What is required:
Every record, from first to last, should be written out again exactly.
= = = =
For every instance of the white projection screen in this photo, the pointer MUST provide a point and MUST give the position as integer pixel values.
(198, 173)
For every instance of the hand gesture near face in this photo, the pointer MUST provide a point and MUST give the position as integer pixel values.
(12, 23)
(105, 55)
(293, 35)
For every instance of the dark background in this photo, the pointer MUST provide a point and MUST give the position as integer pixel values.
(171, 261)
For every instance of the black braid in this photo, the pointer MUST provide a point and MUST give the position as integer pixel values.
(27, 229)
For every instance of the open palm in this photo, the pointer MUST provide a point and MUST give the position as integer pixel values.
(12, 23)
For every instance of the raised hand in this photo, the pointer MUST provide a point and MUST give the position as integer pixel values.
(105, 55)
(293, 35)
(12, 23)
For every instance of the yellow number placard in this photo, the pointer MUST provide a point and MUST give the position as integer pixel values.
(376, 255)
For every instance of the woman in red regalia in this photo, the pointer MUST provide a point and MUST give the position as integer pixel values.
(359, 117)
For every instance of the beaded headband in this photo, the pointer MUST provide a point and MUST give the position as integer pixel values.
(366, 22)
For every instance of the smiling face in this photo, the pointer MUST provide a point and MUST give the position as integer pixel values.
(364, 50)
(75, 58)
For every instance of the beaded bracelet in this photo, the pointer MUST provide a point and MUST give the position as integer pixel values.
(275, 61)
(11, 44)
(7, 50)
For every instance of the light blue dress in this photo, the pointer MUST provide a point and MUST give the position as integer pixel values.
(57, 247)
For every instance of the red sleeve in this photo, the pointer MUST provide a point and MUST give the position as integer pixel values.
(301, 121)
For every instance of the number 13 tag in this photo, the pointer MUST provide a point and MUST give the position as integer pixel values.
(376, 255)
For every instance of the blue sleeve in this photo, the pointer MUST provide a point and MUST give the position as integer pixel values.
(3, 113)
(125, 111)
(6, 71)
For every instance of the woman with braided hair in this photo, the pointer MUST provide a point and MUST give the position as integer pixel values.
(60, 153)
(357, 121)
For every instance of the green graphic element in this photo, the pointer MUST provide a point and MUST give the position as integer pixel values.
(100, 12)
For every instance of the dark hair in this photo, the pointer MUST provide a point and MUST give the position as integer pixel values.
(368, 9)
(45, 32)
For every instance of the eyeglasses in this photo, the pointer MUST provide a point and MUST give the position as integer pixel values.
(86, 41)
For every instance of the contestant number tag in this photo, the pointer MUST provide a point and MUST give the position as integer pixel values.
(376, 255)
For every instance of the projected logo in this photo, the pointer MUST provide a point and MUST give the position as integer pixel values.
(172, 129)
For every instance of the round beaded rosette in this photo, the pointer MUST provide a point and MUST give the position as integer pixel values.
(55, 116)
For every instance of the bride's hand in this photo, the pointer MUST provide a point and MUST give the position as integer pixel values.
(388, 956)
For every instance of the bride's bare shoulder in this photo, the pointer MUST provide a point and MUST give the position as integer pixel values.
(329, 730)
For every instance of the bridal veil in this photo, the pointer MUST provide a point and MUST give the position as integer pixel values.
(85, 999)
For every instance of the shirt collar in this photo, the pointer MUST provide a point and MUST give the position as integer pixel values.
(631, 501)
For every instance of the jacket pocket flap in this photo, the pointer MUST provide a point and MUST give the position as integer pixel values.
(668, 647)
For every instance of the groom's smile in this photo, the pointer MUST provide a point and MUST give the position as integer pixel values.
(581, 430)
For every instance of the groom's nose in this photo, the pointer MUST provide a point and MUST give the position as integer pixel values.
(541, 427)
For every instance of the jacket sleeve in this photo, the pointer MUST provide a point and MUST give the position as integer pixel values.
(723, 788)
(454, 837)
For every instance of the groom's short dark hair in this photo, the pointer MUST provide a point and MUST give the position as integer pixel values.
= = = =
Solution:
For every instance of the white projection screen in this photo, the pointer MUST provide a point and MUST give the position as integer pixel values.
(198, 173)
For every instance of the hand gesture near face in this photo, the pointer MUST provide a point and MUST give the position as integer pixel values.
(12, 23)
(105, 55)
(293, 35)
For every instance of the dark background in this photo, the pointer MUST provide a point and MUST give the position as integer pixel values.
(171, 261)
For every instance of the black braid in this photo, the pointer MUST provide a point and MUST give the position as integer pixel values.
(27, 229)
For every instance of the open palm in this photo, the pointer MUST provide a point and MUST give the position as integer pixel values.
(12, 23)
For every instance of the raised hand in this photo, the pointer MUST provide a point and MUST give the position as integer pixel values.
(105, 55)
(293, 35)
(12, 23)
For every instance of the yellow number placard in this photo, the pointer MUST provide a point and MUST give the position as integer pixel values.
(376, 255)
For every instance of the woman in red regalia in this photo, the pointer MUST provide a point and MUST give the position as integer pixel values.
(359, 117)
For every instance of the beaded headband in this photo, the pointer MUST provide a point and MUST give the position as integer pixel values.
(366, 22)
For every instance of the smiling face in this photo, the pointer MUST provide a point and MUST give the position as integer pixel values.
(364, 50)
(75, 58)
For every instance of the beaded bracelet in this photo, the pointer MUST provide a point and MUST give the position as integer pixel values.
(275, 61)
(11, 44)
(7, 50)
For every instance of the light blue dress in this photo, the pointer MUST provide a point and MUST give the position as integer pixel values.
(57, 247)
For every instance of the red sleeve in this photo, the pointer MUST provide a point and MUST give the position as integer pixel values.
(301, 121)
For every instance of the number 13 tag in this photo, the pointer MUST provide a point and MUST give the position as integer pixel values.
(376, 255)
For every instance of the blue sleeve in this photo, the pointer MUST provide a point and MUST give the position as integer pixel values.
(3, 113)
(125, 111)
(6, 71)
For every instance of the woman with braided hair in this photo, the pointer MUST provide a point and MUST give the position as integer pixel values.
(60, 153)
(357, 121)
For every instance of the green graphic element in this photo, the pointer MUST provide a point and MUST give the position as integer pixel values.
(100, 12)
For every instance of the dark hair in this photo, the pointer MUST provide a point and MUST give the position as integer pixel values.
(368, 9)
(45, 32)
For every instance of the eyeglasses in this photo, the pointer MUST provide a point and MUST give the position as integer pixel values.
(86, 41)
For every instance of the contestant number tag in this photo, the pointer MUST provide a point and MUST give the position as integer pixel values.
(376, 255)
For every instance of the projected logo in this photo, the pointer MUST provide a point and MUST give the position as integer pixel values.
(172, 129)
For every instance of the round beaded rosette in this photo, the pointer MUST provide a point and MUST give the position as integer pixel values.
(55, 116)
For every instance of the bride's hand in this photo, the pointer MUST provide a point and MUST give the position as integer pixel values.
(388, 956)
For every instance of the bride's bare shoulder in this photo, the pointer MUST provide a point and MUST give the position as integer pixel values.
(329, 730)
For every instance of the bridal veil in this photo, the pointer MUST provide a point and MUST give the position as integer pixel values.
(85, 999)
For every instance of the shirt collar in this photo, the pointer MUST provide a point and MUST give the position as integer pixel values.
(631, 501)
For every instance of the jacket pocket flap in this photo, the pointer MUST provide a point and MUST give the position as integer pixel values.
(668, 647)
For every instance of the groom's smile in this photo, the pointer MUST provide a point and MUST give the position as integer pixel values.
(581, 430)
For every instance of the groom's nose in this photo, the pointer MUST provide a point and MUST give the position as integer pixel values.
(541, 427)
For every instance of the jacket sleeve in this photo, the pointer MUST provide a point and MUST give the position as integer pixel values.
(723, 788)
(454, 837)
For every instance of the groom's short dark hair in this photo, the pointer MUST provide a point and MUST give the position as integer pixel values.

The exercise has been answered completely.